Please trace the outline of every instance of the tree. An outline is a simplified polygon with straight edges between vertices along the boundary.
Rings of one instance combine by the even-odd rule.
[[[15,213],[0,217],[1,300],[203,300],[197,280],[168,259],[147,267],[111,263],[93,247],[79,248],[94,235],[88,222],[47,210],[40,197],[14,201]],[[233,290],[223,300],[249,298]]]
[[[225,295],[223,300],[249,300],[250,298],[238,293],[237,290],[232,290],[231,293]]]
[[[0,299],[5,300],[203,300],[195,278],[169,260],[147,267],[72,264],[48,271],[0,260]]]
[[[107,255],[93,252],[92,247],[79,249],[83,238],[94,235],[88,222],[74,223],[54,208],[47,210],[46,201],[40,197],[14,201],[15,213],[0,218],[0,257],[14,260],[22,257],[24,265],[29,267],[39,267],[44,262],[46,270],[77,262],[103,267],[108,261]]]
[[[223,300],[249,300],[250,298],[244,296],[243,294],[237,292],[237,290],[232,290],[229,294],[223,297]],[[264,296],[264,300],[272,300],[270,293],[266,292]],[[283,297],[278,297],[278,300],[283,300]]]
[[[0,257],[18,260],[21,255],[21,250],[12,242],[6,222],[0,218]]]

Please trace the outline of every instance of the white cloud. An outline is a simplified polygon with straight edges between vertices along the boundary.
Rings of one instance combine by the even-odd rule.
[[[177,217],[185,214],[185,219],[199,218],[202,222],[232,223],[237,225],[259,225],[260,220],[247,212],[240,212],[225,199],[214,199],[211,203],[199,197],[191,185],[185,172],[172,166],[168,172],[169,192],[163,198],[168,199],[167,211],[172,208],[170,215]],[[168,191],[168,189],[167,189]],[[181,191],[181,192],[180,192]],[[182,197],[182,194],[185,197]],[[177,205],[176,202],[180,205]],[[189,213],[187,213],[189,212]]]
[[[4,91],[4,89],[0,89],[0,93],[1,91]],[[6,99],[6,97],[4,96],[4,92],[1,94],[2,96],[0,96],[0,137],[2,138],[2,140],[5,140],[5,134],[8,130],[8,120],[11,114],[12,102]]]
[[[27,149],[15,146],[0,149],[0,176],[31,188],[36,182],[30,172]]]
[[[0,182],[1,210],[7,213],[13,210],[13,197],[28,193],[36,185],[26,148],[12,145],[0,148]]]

*****

-- TASK INSTRUCTIONS --
Every line above that holds "Please" should be tallied; answer with the total alone.

-- OUTPUT FOR THIS EXERCISE --
2